» **WHAT IS REQUIRED**
Quote every line of the material beneath this one.

» **THE RECORDS**

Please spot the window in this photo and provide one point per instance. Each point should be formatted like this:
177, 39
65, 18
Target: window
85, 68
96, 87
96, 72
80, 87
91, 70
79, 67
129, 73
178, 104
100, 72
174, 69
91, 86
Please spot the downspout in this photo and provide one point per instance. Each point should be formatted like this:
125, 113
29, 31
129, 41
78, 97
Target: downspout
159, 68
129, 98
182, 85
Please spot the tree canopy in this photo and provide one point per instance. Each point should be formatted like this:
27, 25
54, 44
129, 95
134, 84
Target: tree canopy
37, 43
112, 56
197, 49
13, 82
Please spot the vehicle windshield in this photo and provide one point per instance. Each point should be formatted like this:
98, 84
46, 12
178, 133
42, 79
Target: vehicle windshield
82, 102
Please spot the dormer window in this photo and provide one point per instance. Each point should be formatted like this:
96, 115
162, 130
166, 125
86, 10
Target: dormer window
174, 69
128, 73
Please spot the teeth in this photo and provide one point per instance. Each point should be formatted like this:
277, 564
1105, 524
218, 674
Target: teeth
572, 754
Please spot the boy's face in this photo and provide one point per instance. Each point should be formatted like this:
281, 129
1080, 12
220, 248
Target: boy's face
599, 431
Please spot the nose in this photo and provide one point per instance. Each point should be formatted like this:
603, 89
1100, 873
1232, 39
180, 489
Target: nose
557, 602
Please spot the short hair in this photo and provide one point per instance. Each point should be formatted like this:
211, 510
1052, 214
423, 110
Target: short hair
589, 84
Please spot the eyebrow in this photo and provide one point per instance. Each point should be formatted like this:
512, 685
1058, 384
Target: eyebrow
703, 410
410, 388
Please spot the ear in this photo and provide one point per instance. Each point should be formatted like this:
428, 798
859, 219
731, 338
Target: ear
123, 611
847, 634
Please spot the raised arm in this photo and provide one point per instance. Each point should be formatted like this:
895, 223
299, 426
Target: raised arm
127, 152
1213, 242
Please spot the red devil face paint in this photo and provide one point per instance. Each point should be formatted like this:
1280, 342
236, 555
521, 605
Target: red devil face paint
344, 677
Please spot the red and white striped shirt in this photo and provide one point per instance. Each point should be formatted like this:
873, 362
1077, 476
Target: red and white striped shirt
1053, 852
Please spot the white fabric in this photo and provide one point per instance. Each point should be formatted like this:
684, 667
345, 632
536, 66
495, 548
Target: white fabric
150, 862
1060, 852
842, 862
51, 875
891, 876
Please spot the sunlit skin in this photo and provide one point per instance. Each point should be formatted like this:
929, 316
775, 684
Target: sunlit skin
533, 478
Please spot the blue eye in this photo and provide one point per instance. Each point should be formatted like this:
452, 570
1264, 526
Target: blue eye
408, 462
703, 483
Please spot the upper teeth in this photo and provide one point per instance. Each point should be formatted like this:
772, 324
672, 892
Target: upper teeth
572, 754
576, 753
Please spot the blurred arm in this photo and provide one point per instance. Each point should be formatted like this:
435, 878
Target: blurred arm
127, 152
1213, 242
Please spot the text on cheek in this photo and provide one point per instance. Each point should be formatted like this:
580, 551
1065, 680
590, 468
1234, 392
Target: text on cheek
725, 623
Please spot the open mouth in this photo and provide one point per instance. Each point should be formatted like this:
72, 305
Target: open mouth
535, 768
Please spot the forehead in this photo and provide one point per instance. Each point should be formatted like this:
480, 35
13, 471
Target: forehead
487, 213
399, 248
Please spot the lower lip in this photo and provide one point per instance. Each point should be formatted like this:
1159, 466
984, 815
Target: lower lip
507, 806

» **RESPONSE AREA**
Please spot the window in this photo and provide one point per instance. Each point should be formatted like this:
177, 39
65, 18
Target: window
85, 68
96, 87
96, 72
80, 87
91, 70
79, 67
129, 73
178, 104
100, 72
174, 69
91, 86
Please spot the downspout in this photo and provide one point per instance. Each point should be formatted like this:
125, 113
29, 31
129, 41
78, 97
Target: downspout
159, 68
129, 98
182, 85
Please spot the tree canopy in this photo and provide one point per instance. Each point should be formatted like this:
27, 25
54, 44
129, 95
134, 84
Target: tree canopy
37, 43
112, 56
197, 49
13, 82
Please spot the vehicle windshield in this photo and provide one point per instance. Each point should be formatted like this:
98, 84
46, 12
178, 133
42, 79
Target: vehicle windshield
82, 102
Please spot the dormer window in this photo and provide one point per instance. Each point should be formatted like this:
96, 115
162, 130
166, 125
86, 10
Target: dormer window
174, 69
128, 73
Please spot the teeth in this photo and provide one point per instance. Each point should be formatted like this:
277, 564
1105, 524
218, 674
Target: teeth
572, 754
Please spot the boy's face in this photo and provide one point per instance. Each point should be formatted like this:
281, 129
1080, 12
220, 248
Target: boy's face
599, 431
Please spot the nose in this photo and provide one point per instance. Each point should be formatted like this:
603, 89
1100, 873
1232, 39
180, 489
Target: nose
557, 602
Please spot the short hair in this photo and provide one point per instance. Each point should be formatted like this:
211, 510
1052, 214
423, 110
Target: short hair
589, 84
Please spot the eyebrow in this photo and provide one point per instance. Each point should be formatted like this:
512, 685
1058, 384
Target: eyebrow
703, 410
410, 388
Please spot the ear in this photo and provide one point per instance. Each point should be formatted like this:
428, 798
859, 219
731, 338
Target: ear
123, 611
847, 634
Please spot the raised arm in this photo and provide one point per instance. Each point should be formatted like this:
895, 223
299, 426
Target: raised arm
127, 152
1213, 242
Please spot the red devil face paint in this photo and provide one point per instance. Each point should be formatted like this:
1280, 342
236, 555
521, 605
Target: red devil face paint
344, 677
Please spot the red and white striped shirt in this photo and provide one point per instance. Each point should be formatted like this:
873, 362
1077, 476
Target: red and white striped shirt
1053, 852
Please spot the white fabric in this photo and provide one point per instance. Each point should be formatted like this:
684, 667
345, 632
536, 66
495, 548
Target: white fabric
150, 862
1060, 852
842, 862
51, 875
891, 876
Please spot the sunlit skin in this photo and provide one point per instance. Each point should be formatted like this:
929, 316
775, 684
Target: sunlit skin
533, 478
Please spot the blue eye in this photo and provide one point per instance. Each point should be formatted like this:
452, 570
1264, 526
Target: blue eye
408, 462
703, 483
Please spot the upper teeth in this photo and provide one point per instance. Each point should be formatted like this:
772, 324
672, 892
Target: upper teeth
572, 754
576, 753
Please spot the blurred arm in this photo and provide one point per instance. Each point should be formatted like this:
435, 878
Target: blurred arm
127, 152
1213, 242
Please spot the text on cheek in this photo and provide one point per instance. Each point should be formatted like this:
580, 551
1065, 680
590, 468
1234, 392
Target: text on cheek
725, 623
Please spot the open mouth in this photo and provide one point per instance. Each point should be formatted like this:
72, 305
Target: open mouth
535, 768
Please spot the forehead in this photo and provide one point per instance. Each point should be formatted like this:
480, 35
13, 471
Target: forehead
487, 213
399, 248
Please spot the lower lip in this photo and provide one point per instance. Each point should be formatted like this:
1159, 466
984, 815
Target: lower lip
507, 806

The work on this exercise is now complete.